* _記述課題_:
1. 出典抜粋のうち「大洲市は江戸時代から昭和初期」から始まり「ないとダメなのではないかと」」までの部分を、「空き家」を「空家」に置き換えて書き直すこと。
2. 次の(a)〜(c)が出典抜粋の内容と合っているかを、それぞれ「はい」か「いいえ」で答え、判断の根拠となる本文の語句をそのまま引用すること。
(a) 分散型ホテルは、市内の古民家22棟を改修して客室を作っている。
(b) 大洲市全体の空き家は200軒ほどとされている。
(c) 髙岡公三さんは、現在も伊予銀行で地方創生の仕事をしている。

* _出典抜粋_:
%%

これまで行政の税金に頼ってきたが、これが困難になり「活用することで保存」するという。物件は基本的に15年の賃貸契約で借りる仕組みだ。
「観光地にするのが目的ではなくて、観光は手段だ」との発想は今後、広がっていくのだろう。

【 内 容 】

「伊予の小京都」とも呼ばれる愛媛県大洲市。

市のシンボルである大洲城のふもとではいま、住む人がいなくなった古民家がリノベーションされて、次々とホテルの客室に生まれ変わっています。
取材すると見えてきたのは、観光を手段として町を保全しようという「サステイナブル」な観光のあり方です。
(NHK松山放送局 藤田理世/八幡浜支局 勅使河原佳野)

町全体がホテルに

大洲城を中心に城下町が広がる愛媛県大洲市

いま、歴史的な建物を活用したまちづくりが進んでいます。
その一環として作られたのが「分散型ホテル」です。
市内にある22棟の古民家を改修して客室を作り、町じゅうがホテルとなっているのです。

きっかけは空き家問題

大洲市は江戸時代から昭和初期まで、製糸業や和紙、木ろう作りで栄えた、歴史ある町です。

しかし、過疎化が進んで空き家が増え、市全体に2000軒以上の空き家があるといわれています。
壊れかけた空き家にブルーシートがかけられて、風光明媚な町並みがなくなりつつありました。

キタ・マネジメント 髙岡公三さん

そんな中、大洲市から相談を受けたのは、伊予銀行で地方創生の仕事をしていた髙岡公三さんです。
現在は市と連携してまちづくりのプロジェクトを進める団体の代表を務めています。

(キタ・マネジメント 髙岡公三さん)
「市としては税金を投入して残すのは無理だということで、ではどうするかと考えたときに、活用することで残していくという方向性になりました。文化財が自らお金稼ぎ出すぐらいのことをやっていかないとダメなのではないかと」

%%

* _提供情報_:
%%

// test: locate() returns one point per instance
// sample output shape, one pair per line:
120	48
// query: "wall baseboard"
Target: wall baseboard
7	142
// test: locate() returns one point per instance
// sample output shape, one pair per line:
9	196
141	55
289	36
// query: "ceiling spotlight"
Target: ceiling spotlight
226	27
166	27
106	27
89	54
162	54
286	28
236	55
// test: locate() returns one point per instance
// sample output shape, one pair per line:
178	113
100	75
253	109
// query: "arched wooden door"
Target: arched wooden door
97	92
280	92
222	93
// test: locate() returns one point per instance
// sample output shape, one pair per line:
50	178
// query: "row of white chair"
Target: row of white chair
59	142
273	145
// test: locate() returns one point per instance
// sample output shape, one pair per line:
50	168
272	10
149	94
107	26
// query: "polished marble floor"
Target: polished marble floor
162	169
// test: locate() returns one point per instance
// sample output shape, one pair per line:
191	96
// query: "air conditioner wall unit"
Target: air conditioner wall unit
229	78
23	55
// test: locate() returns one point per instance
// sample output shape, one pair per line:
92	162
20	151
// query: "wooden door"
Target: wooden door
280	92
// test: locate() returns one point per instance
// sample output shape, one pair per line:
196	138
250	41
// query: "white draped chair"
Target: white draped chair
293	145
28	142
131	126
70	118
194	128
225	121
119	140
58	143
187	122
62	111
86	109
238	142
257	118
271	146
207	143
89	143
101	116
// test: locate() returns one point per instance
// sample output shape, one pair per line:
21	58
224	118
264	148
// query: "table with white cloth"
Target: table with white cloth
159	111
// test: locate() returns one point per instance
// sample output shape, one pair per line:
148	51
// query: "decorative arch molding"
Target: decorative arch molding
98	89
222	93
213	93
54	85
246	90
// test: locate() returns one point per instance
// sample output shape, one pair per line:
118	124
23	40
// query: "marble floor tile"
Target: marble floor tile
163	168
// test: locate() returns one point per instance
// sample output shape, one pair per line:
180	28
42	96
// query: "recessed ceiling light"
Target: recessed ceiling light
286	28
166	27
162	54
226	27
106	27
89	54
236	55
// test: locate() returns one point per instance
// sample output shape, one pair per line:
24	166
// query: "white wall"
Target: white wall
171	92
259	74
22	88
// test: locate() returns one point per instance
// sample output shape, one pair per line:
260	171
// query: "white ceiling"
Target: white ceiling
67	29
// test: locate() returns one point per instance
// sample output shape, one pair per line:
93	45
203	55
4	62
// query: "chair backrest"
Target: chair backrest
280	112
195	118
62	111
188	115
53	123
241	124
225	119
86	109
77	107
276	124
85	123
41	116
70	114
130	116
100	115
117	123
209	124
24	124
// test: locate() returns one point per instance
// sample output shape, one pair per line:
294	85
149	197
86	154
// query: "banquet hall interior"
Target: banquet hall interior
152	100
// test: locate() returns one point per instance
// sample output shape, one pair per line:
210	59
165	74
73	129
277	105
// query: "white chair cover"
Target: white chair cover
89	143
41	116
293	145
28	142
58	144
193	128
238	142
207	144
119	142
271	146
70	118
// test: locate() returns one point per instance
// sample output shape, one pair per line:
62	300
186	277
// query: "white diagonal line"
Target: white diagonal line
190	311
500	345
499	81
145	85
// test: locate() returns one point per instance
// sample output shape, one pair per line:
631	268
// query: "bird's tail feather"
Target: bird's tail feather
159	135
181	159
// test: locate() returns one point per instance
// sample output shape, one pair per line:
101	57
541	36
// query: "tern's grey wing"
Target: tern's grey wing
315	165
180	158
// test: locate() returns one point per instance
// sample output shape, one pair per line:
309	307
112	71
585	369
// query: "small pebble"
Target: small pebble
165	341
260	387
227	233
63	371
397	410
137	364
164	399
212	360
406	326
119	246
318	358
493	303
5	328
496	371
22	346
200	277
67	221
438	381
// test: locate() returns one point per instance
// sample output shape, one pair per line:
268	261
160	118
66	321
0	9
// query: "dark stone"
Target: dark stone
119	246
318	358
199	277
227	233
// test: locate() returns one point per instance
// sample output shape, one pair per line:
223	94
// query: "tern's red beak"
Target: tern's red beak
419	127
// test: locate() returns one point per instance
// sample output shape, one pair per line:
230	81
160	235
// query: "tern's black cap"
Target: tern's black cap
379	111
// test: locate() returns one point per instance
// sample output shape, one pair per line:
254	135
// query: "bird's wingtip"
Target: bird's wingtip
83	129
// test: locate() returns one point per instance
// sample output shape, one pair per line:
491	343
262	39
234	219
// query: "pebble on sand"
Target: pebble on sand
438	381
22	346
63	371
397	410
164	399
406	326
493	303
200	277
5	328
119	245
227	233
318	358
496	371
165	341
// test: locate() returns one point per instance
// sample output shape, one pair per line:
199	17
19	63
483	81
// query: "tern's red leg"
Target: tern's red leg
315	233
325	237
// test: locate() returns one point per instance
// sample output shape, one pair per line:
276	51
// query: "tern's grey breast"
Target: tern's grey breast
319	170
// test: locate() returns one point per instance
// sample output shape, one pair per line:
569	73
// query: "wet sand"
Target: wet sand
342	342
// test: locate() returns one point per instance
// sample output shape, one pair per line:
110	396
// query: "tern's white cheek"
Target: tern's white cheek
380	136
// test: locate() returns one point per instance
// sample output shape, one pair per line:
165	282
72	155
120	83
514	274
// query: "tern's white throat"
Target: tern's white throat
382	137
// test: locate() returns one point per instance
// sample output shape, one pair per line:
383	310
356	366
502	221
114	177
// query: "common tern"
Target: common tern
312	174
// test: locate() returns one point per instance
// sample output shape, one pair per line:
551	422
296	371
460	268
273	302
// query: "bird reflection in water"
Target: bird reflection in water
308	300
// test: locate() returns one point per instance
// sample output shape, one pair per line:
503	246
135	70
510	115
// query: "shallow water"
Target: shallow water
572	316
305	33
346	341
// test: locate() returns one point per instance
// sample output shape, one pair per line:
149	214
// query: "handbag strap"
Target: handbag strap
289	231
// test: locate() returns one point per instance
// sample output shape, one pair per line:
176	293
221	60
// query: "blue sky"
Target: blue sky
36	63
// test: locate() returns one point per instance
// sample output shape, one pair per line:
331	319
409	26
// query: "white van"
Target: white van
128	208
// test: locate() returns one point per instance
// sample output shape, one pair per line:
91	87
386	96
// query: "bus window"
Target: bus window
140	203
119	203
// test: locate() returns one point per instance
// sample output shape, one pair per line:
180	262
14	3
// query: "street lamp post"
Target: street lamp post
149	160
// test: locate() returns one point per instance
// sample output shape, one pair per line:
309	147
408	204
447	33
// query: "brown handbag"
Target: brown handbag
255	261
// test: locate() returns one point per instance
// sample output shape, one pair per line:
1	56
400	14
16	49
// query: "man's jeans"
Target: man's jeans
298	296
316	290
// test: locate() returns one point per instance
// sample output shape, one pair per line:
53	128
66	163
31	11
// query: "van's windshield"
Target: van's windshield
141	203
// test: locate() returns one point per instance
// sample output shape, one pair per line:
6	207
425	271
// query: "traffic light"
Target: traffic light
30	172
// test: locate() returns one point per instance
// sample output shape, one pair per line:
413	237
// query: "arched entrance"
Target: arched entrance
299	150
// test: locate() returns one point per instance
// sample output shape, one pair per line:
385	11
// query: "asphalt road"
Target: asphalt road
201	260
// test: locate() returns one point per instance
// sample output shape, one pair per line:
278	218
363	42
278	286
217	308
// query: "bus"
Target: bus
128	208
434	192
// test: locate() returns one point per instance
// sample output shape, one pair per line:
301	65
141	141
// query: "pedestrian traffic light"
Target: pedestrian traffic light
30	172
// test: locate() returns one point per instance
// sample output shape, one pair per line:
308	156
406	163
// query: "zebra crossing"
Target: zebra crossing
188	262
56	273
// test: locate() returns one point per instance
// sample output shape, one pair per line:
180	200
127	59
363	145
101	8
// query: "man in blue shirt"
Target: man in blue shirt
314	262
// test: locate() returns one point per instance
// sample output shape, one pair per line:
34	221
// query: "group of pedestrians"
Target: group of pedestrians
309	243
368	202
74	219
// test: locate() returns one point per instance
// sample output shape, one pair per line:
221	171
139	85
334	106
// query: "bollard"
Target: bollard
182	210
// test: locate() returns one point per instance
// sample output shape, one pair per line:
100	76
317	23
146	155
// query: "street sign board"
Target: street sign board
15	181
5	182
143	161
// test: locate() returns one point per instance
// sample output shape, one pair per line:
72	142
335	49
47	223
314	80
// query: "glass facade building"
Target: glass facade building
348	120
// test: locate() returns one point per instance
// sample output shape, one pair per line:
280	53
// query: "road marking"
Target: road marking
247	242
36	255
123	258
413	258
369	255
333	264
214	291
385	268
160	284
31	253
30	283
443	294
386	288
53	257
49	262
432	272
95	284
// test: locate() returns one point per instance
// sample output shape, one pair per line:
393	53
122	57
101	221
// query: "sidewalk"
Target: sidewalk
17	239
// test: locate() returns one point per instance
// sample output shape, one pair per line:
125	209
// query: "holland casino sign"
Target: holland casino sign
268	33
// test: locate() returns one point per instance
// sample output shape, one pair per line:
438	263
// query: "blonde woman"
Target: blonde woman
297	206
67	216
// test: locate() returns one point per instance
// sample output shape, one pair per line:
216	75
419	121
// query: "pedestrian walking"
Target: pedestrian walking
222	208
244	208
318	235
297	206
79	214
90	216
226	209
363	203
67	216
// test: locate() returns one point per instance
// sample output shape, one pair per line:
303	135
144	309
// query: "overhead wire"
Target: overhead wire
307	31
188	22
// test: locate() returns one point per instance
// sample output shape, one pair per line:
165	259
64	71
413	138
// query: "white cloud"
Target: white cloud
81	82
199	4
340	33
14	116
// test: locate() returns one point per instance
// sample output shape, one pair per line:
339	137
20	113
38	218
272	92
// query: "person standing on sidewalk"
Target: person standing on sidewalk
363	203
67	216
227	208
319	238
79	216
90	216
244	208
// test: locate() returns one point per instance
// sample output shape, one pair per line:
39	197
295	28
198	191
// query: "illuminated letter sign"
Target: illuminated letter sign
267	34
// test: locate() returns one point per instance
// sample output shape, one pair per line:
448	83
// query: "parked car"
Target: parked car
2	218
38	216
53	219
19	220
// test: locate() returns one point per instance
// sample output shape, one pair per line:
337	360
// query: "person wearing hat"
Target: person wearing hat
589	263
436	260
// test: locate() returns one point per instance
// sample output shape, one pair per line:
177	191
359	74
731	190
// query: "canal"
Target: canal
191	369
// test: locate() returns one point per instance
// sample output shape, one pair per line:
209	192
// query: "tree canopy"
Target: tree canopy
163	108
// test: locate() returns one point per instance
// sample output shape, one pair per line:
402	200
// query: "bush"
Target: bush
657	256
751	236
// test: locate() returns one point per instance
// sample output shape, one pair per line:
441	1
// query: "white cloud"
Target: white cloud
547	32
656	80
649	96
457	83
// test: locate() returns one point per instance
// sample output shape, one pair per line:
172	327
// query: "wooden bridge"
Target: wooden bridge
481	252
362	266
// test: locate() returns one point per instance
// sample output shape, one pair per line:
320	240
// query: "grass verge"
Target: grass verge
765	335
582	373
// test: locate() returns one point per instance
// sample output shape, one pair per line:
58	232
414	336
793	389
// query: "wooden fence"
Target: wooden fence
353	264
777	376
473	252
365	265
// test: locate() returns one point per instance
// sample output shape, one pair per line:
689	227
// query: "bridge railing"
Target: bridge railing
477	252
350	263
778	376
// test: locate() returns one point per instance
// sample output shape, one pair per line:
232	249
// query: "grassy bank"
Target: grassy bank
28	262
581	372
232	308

%%

* _課題別の回答_:
1.
大洲市は江戸時代から昭和初期まで、製糸業や和紙、木ろう作りで栄えた、歴史ある町です。

しかし、過疎化が進んで空家が増え、市全体に2000軒以上の空家があるといわれています。
壊れかけた空家にブルーシートがかけられて、風光明媚な町並みがなくなりつつありました。

キタ・マネジメント 髙岡公三さん

そんな中、大洲市から相談を受けたのは、伊予銀行で地方創生の仕事をしていた髙岡公三さんです。
現在は市と連携してまちづくりのプロジェクトを進める団体の代表を務めています。

(キタ・マネジメント 髙岡公三さん)
「市としては税金を投入して残すのは無理だということで、ではどうするかと考えたときに、活用することで残していくという方向性になりました。文化財が自らお金稼ぎ出すぐらいのことをやっていかないとダメなのではないかと」

2.
(a) はい。「市内にある22棟の古民家を改修して客室を作り」
(b) いいえ。「市全体に2000軒以上の空き家があるといわれています」
(c) いいえ。「伊予銀行で地方創生の仕事をしていた」「現在は市と連携してまちづくりのプロジェクトを進める団体の代表を務めています」